(Beginning of TEXT BLOCK)
Sometimes we social worker types in Work/Life forget that other people don't use phrases like "love languages" with the same ease that the typical SAS employee might talk about "data-driven customer experience." In Work/Life we are kicking off a February series on relationships, so I wanted to take a moment to tell you what a "love language" is, who came up with the term, and why I think it is a helpful concept to introduce into your relationships.
The Five Love Languages: How to Express Heartfelt Commitment to Your Mate is a 1995 book by Gary Chapman with a revision released in 2015. Although there isn't any solid research to back up his theory, in my opinion the value of these concepts doesn't lie in the scientific validation, but in the opportunity to open up communication about a topic that can enrich your relationship. The theory is that we all experience love in different ways and if we learn how we feel loved (our love language) and how our partner feels loved (our partner's love language), we can improve our relationship by better expressing love in the ways our partner prefers to receive love.
Let's get specific. Chapman proposes the "love languages" (remember, this means the ways we like to express and experience love) as: receiving gifts, quality time, words of affirmation, acts of service (devotion) and physical touch. You can take a quiz on-line (Google it) and have your partner take the quiz, and then have a conversation about your love language.
Before you "poo poo" this, just give it a try. A year ago when I entered into my current romantic relationship, we used the quiz as a fun and lighthearted way to talk about ourselves and what we wanted in a new partner. It was the first time I had taken the quiz and I scored very high on "acts of service." Chapman would consider that my primary love language. I was a little surprised, but I don't know why. It doesn't take a genius to figure out that as a single mom, nothing is going to win my heart more than going to Home Depot and buying salt for my sidewalk before the snow (a recent act of service by my partner). There isn't a piece of jewelry or a bouquet of flowers that would have meant more to me than that simple act.
This example illustrates why I think this is a worthwhile conversation to have with your loved one, even if it isn't exactly hard science. One of our greatest desires in our relationships is to be seen--I mean really seen--for who we are...our struggles and our victories, our desires and our disappointments, our intelligence and our feelings. By learning your partner's love language and then telling them you love them in that language, you are "seeing" them and valuing them in a profound way.
So give it a try... and let me know how it goes. Stay tuned for a month full of blogs on relationships, lunch-and-learn seminars, a dating clinic, and all sorts of fun offerings from your Work/Life team in February!
2 Comments
Great post, Lisa! "Love language" is a common phrase in our home too. I love how Chapman describes that learning your partner's or child's love language could be as challenging as learning another language. Learning to speak other's love languages has been very helpful in both my marriage and parenting. I'm looking forward to reading more on relationships this month from our fabulous Work/Life team!
Thanks Amanda! I love that you brought up using love languages in parenting. There are on-line quizzes your child can take as well and lots of resources on integrating this model into your parenting!
(End of TEXT BLOCK)
(Beginning of DATA TO EXAMINE)
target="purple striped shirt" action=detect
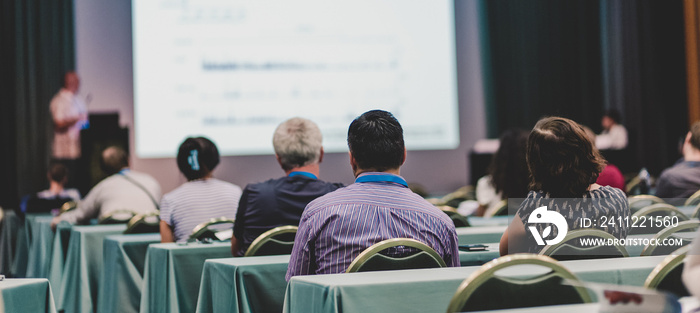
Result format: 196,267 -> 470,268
286,173 -> 459,280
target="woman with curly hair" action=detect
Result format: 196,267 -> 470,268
500,117 -> 630,255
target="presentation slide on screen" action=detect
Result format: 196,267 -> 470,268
132,0 -> 459,158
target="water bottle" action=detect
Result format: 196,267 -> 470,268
638,167 -> 651,194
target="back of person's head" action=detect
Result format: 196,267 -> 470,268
527,117 -> 605,198
100,146 -> 129,175
177,137 -> 219,180
489,129 -> 530,199
603,109 -> 622,124
689,122 -> 700,150
348,110 -> 405,172
272,117 -> 323,171
48,162 -> 68,185
61,71 -> 80,92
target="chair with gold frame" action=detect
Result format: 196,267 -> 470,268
244,226 -> 298,256
190,216 -> 235,240
539,228 -> 629,261
346,238 -> 447,273
447,253 -> 591,313
644,246 -> 690,298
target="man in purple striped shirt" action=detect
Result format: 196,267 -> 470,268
286,110 -> 459,280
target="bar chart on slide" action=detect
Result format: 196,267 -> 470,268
132,0 -> 459,157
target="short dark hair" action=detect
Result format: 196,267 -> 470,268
348,110 -> 405,172
527,117 -> 605,198
603,109 -> 622,124
100,146 -> 129,175
489,129 -> 530,199
48,162 -> 68,183
690,122 -> 700,150
177,137 -> 219,180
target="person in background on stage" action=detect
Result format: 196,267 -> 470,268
50,71 -> 87,186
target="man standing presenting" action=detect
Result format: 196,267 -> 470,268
286,110 -> 459,280
50,72 -> 87,185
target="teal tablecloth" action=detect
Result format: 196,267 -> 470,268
52,224 -> 126,313
467,216 -> 513,227
457,225 -> 508,245
140,242 -> 231,313
49,222 -> 73,307
284,256 -> 664,313
197,255 -> 289,313
459,243 -> 501,266
24,214 -> 54,278
197,244 -> 499,313
97,233 -> 160,313
0,279 -> 56,313
0,210 -> 24,276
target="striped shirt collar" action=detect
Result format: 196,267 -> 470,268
287,171 -> 318,179
355,172 -> 408,187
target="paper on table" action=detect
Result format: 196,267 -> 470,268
562,280 -> 681,313
216,229 -> 233,241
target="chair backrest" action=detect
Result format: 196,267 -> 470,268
97,210 -> 136,224
24,195 -> 73,213
484,200 -> 508,217
627,195 -> 666,213
439,205 -> 470,227
685,190 -> 700,206
244,226 -> 298,256
641,220 -> 700,256
644,246 -> 690,298
692,203 -> 700,219
124,212 -> 160,234
629,203 -> 688,235
190,216 -> 235,240
539,228 -> 629,261
346,238 -> 447,273
447,253 -> 591,313
58,201 -> 78,215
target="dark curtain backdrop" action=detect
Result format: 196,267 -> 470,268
480,0 -> 688,174
0,0 -> 75,208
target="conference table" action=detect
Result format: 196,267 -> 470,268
457,225 -> 508,245
23,214 -> 54,278
51,224 -> 126,313
0,208 -> 23,275
191,243 -> 508,312
464,297 -> 700,313
97,233 -> 160,313
140,242 -> 231,313
284,256 -> 665,313
0,278 -> 56,313
466,215 -> 513,227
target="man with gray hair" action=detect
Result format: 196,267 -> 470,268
231,117 -> 343,256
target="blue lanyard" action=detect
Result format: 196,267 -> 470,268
288,172 -> 318,179
355,174 -> 408,187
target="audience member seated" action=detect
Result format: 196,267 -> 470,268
(End of DATA TO EXAMINE)
WHAT YOU WILL DO ::
Answer these questions from the blog post on love languages:
1. In what year was Chapman's book first published?
2. On which love language did the writer score very high?
3. What did the writer's partner buy at Home Depot?
The records were taken from a different source than the text.

SOLUTION BELOW ::
1. 1995
2. Acts of service
3. Salt for the writer's sidewalk